*** Passage for review ***
She also mentioned that the current Earl of Warwick in fact lives (or recently lived) in Perth. True story, look it up.
Our guide had warned us that The famous Warwick Castle had been badly Disney-fied since it was purchased by Madame Toussauds and that it wasn’t worth the steep entry price. We were determined however and had 2-for-1 vouchers to justify our decision. Turns out she was right to a point – it had been camped up a fair but we weren’t too proud to get involved.
The castle and grounds are never-the-less magnificent though and the history fascinating at times. We were able to storm the parapets, which called for some epic posing.
Also gave me a reason to experiment with the panorama feature on my bat-phone.
Fun engineering fact: they were generating – and battery-storing! – electricity for the castle using a paddle/dynomo in the river next door as early as the 1890’s. The Earl of the time’s wife, Daisy, had an electric ferry she used to take around the waters.
***
*Job item*.
Carry the Warwick Castle travel piece forward, beginning right after its last sentence. The listing has no connection to the Warwick Castle travel piece.
*** Supplied data ***
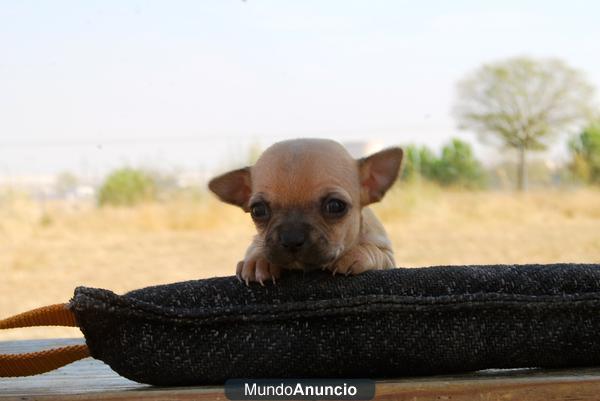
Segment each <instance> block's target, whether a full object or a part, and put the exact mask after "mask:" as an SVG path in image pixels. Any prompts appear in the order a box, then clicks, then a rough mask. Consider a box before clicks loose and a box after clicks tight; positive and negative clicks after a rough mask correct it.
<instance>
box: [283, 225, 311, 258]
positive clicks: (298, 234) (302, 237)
mask: <svg viewBox="0 0 600 401" xmlns="http://www.w3.org/2000/svg"><path fill="white" fill-rule="evenodd" d="M307 239H308V229H307V228H306V227H304V226H303V225H286V226H284V227H281V228H280V230H279V246H281V248H283V250H284V251H286V252H289V253H296V252H299V251H300V250H301V249H302V248H304V246H305V245H306V243H307Z"/></svg>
***
*Solved problem*.
Took the long and winding route through town and back to Val & David’s, then back out into the cold for a nice pub meal at a little place next to one of the canals in Warwick that form part of the English canal system.The thought of a canal barge holiday excites me a bit and I don’t care who knows. Maybe for the 20 year long service leave…
Warwick (UK), 13/11/12: Arriving at Heathrow airport on Tuesday morning, we were greeted by Nicole’s rellies, Val and David, who were to play host to us at their place in Warwick for the next few days.
Warwick’s about a 90 minute drive up the M4 from London. England’s cool, overcast weather suited me well. I never cease to be amazed by this country’s ability to grow things, though at this time of year there’s a good mix of greens and autumnal yellows, reds, oranges and browns. Very pretty.
Val and David kindly acted as cooks, chauffeurs and tour guides during our stay. Five star service. On our first afternoon we made a trip to the neighbouring town of Leamington, ostensibly for the shops but we also took in some of the local sites – the historic spring and public bath building being a stand out. The spring water was once said to have curative properties. It tastes very salty, as if having marinated generations of Englishmen in times gone by.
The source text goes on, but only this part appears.